* _Exercise aim_
Output exactly the lines between the line that contains "of the orange" and the last line of the material, counting both.

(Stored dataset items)
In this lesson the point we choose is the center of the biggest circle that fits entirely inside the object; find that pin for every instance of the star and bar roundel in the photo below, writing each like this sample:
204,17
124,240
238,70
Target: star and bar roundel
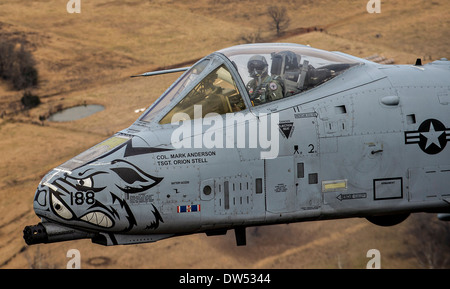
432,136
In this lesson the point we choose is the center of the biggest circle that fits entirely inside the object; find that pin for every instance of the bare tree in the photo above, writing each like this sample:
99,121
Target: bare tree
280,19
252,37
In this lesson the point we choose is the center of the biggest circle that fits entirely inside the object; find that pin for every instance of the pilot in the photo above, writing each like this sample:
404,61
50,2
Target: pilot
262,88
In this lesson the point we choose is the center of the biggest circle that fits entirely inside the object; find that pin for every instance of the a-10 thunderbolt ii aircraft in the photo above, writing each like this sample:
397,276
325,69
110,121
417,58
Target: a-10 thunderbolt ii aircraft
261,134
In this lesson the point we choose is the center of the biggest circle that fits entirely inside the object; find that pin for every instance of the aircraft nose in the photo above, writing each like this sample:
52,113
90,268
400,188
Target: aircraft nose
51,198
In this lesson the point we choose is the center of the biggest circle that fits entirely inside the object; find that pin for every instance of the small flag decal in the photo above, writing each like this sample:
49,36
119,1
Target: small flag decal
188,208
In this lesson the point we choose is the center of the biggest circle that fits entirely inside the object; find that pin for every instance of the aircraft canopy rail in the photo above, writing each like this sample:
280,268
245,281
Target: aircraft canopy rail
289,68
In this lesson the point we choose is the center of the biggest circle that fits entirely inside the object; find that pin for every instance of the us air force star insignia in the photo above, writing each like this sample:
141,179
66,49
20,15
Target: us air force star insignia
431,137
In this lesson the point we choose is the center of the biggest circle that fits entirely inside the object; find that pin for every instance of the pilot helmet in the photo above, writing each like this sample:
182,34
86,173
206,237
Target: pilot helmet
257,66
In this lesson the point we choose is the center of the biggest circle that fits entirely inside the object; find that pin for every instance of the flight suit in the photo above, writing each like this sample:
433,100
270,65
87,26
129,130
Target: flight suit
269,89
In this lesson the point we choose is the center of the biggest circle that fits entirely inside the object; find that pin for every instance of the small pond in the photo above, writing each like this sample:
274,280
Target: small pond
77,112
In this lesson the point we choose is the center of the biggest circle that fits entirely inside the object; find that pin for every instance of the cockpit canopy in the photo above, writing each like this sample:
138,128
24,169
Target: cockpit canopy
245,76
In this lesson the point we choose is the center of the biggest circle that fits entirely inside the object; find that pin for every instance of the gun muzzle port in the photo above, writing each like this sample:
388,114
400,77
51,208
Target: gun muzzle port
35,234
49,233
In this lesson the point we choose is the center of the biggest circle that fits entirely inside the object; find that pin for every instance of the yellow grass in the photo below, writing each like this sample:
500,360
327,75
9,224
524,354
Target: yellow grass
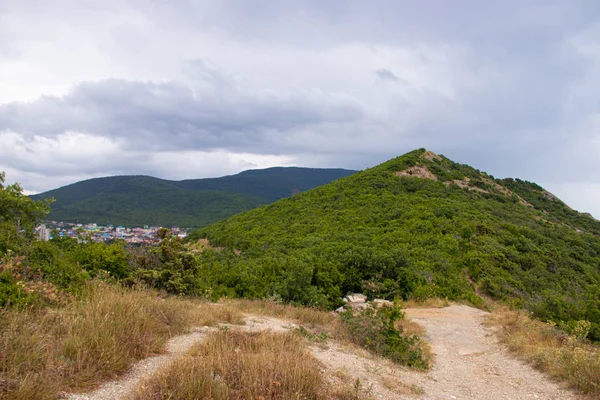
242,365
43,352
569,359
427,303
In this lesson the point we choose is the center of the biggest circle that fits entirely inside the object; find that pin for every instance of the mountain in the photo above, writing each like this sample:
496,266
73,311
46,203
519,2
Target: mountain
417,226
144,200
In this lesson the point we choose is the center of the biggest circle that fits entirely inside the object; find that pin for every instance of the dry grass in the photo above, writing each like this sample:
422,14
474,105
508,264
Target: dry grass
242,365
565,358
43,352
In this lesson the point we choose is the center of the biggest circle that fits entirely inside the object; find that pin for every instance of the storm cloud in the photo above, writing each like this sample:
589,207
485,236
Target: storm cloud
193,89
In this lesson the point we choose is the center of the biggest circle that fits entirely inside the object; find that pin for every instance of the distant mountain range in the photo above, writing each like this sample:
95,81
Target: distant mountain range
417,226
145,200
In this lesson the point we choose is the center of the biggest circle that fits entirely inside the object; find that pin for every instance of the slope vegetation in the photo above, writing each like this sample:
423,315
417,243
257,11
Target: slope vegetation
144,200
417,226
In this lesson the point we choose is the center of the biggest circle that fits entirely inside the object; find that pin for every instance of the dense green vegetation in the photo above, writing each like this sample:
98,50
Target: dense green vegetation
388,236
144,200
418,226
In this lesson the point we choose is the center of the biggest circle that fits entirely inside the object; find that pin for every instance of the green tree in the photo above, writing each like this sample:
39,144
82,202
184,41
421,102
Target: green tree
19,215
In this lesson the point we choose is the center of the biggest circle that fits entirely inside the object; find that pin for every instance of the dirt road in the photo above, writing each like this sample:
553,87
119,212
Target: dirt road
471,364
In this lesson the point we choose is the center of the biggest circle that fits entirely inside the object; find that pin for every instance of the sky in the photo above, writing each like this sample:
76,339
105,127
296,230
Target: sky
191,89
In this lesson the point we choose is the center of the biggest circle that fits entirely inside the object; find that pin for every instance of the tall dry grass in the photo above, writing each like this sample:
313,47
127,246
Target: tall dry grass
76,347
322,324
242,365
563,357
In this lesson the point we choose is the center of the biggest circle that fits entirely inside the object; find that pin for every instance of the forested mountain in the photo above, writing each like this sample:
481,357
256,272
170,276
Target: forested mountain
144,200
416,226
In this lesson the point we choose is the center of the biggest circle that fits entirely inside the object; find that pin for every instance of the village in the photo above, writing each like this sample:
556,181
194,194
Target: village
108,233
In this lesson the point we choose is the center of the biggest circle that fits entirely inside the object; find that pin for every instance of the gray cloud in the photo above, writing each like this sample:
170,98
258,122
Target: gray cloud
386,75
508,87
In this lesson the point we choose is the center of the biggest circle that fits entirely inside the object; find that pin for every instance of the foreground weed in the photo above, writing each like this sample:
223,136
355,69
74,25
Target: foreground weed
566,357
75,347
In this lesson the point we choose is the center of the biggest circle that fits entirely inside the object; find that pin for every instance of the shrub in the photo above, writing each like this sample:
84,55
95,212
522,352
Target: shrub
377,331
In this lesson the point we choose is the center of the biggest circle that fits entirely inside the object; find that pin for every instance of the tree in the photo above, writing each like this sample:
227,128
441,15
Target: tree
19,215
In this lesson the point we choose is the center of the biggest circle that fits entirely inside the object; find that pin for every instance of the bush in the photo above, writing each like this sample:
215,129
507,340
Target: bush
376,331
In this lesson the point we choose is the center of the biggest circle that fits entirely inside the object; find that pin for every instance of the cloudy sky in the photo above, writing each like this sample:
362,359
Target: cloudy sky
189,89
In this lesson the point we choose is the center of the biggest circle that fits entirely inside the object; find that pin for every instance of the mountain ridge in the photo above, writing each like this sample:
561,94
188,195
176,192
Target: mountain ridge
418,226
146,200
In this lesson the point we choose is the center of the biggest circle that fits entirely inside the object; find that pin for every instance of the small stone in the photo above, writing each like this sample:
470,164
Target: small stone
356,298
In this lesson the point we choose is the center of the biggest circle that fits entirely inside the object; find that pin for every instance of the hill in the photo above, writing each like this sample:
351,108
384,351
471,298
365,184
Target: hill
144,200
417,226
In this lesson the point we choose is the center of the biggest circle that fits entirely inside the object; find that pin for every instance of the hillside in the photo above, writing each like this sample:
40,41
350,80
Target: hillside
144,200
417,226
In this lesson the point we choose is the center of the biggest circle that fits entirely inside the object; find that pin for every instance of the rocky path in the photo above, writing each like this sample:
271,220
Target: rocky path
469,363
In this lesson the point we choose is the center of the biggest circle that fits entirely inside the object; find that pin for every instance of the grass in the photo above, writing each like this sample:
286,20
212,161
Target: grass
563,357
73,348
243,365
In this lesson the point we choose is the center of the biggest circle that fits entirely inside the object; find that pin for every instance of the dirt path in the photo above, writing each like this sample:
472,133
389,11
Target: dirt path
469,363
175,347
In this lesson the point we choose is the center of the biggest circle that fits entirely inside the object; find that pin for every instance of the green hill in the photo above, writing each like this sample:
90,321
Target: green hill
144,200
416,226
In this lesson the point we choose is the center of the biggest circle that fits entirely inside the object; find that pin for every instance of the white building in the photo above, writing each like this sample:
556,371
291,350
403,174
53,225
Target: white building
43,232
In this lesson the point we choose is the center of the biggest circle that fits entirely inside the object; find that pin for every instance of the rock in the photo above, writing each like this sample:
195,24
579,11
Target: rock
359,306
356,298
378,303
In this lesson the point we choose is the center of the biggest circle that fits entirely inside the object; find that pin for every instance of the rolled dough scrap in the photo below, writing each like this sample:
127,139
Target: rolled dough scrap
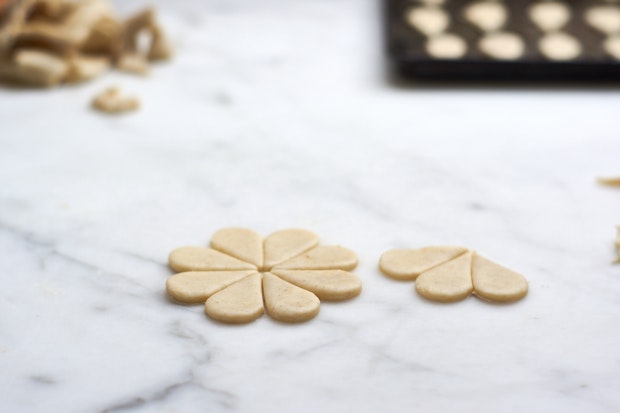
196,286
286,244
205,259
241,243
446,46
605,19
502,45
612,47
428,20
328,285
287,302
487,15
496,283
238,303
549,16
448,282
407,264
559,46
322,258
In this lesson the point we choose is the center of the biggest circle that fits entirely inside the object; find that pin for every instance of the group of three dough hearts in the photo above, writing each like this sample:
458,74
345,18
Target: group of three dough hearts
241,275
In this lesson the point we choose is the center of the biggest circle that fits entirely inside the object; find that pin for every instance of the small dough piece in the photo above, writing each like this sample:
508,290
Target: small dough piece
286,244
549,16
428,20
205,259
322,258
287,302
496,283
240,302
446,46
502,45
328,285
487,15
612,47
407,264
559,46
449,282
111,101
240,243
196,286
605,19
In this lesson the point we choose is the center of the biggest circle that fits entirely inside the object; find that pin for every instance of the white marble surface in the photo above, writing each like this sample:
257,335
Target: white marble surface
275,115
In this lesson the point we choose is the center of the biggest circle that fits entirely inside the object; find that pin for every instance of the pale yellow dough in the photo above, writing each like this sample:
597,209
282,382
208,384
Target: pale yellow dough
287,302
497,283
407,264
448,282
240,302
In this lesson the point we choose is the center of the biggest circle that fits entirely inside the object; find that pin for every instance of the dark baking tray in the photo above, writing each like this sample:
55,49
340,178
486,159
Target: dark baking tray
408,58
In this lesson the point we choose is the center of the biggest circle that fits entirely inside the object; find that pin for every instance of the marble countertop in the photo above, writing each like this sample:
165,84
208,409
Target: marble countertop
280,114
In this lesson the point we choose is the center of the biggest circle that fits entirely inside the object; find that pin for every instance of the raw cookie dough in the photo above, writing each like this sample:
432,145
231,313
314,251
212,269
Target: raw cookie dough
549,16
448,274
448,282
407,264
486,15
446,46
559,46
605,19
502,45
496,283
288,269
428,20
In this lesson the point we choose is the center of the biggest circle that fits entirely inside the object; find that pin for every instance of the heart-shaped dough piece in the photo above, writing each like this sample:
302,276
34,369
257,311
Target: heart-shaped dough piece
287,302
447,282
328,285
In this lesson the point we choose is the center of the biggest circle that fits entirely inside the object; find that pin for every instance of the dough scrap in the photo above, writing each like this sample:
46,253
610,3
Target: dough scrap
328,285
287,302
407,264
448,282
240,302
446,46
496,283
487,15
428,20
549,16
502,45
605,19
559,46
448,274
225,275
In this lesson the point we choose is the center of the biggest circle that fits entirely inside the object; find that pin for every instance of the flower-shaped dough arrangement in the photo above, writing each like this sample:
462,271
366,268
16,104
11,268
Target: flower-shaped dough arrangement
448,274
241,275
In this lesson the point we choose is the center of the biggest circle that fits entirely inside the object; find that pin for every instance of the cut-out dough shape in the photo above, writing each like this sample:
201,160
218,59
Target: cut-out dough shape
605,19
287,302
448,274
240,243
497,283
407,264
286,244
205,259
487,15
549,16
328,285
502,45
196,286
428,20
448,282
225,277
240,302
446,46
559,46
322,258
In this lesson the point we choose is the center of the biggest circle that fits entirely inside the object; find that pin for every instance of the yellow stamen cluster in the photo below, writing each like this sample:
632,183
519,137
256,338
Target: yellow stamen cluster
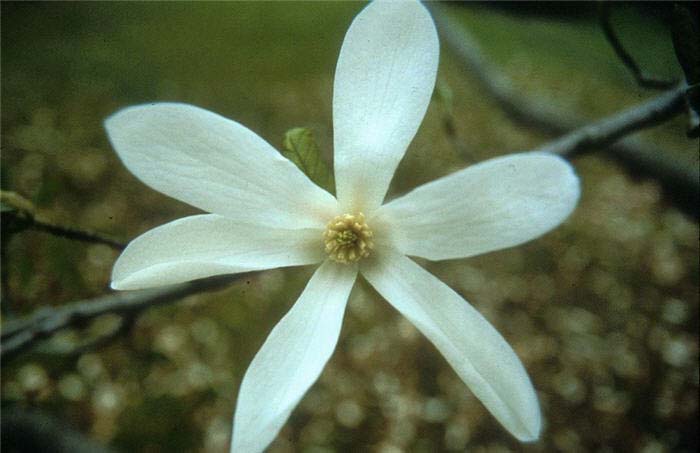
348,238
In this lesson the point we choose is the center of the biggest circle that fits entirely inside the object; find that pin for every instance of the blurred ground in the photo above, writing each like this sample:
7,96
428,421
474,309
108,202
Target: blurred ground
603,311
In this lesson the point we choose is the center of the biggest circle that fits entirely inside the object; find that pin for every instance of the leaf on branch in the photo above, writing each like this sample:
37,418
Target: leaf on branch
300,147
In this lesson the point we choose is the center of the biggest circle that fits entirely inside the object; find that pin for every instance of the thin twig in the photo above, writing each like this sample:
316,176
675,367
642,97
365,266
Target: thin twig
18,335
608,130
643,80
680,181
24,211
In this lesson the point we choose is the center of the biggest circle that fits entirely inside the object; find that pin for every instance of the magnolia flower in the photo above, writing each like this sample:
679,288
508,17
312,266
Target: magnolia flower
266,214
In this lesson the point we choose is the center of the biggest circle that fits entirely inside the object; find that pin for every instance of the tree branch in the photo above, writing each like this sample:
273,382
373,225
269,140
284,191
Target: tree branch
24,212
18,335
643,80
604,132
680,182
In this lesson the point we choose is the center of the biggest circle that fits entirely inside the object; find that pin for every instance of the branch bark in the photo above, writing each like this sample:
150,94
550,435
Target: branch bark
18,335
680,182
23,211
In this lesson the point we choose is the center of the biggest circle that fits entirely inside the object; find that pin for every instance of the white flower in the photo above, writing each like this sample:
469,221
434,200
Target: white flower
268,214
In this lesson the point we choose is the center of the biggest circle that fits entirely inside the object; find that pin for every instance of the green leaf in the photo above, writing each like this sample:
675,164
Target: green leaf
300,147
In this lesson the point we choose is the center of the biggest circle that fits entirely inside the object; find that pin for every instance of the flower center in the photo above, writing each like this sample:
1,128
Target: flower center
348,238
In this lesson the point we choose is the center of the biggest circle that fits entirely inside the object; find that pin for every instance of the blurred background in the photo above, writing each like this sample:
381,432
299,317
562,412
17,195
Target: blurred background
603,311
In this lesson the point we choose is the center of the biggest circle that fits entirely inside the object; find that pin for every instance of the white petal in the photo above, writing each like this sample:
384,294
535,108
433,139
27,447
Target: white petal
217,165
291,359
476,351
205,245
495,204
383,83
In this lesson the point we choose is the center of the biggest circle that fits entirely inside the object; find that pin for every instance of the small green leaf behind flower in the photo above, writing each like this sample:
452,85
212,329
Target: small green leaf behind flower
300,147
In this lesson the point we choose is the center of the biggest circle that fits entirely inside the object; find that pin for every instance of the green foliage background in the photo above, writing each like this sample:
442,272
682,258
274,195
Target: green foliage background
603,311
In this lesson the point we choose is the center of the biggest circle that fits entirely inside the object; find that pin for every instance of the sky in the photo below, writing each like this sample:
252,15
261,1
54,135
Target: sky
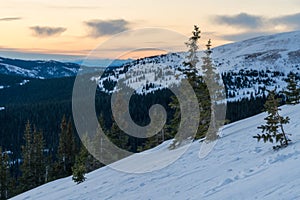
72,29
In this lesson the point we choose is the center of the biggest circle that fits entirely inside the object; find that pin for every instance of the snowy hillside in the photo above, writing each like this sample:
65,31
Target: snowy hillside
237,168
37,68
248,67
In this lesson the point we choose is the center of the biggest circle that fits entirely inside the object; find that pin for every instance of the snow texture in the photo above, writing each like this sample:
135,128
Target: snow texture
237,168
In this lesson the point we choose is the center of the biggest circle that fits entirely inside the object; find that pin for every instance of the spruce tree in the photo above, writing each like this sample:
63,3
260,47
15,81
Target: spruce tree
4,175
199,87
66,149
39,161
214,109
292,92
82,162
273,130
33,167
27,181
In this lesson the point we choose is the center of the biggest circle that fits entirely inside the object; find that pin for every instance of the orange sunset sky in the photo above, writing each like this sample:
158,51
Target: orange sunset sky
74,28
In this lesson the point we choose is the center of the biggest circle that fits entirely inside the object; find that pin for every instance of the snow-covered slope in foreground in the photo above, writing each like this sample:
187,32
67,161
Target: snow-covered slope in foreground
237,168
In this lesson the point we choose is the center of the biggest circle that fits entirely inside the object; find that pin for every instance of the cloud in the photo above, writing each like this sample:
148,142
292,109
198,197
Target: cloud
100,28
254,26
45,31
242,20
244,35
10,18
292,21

* _Output of the exercise_
In this lesson the point we choose is the center of the biggest circle that fits entirely inside the object; find that pin for every instance of the orange sunset sky in the photo above, writing each like this sample:
158,51
Target: orange sunset sky
74,28
In this lesson the point we choose is the center of the biggest circle that fits entirely inside the object; find that pin for every instance of the snow-covered slope in foreground in the photo above, writing each like this sample:
187,32
67,161
Target: snow-covered slope in foreground
237,168
In this lesson the point we choose is the center of the biggest circle that fits entirely inside the object; find that pin for every instance of the cloud in the photo above, writing each like this sample:
148,142
292,109
198,197
Target: cloud
100,28
254,26
45,31
242,20
244,35
10,18
292,21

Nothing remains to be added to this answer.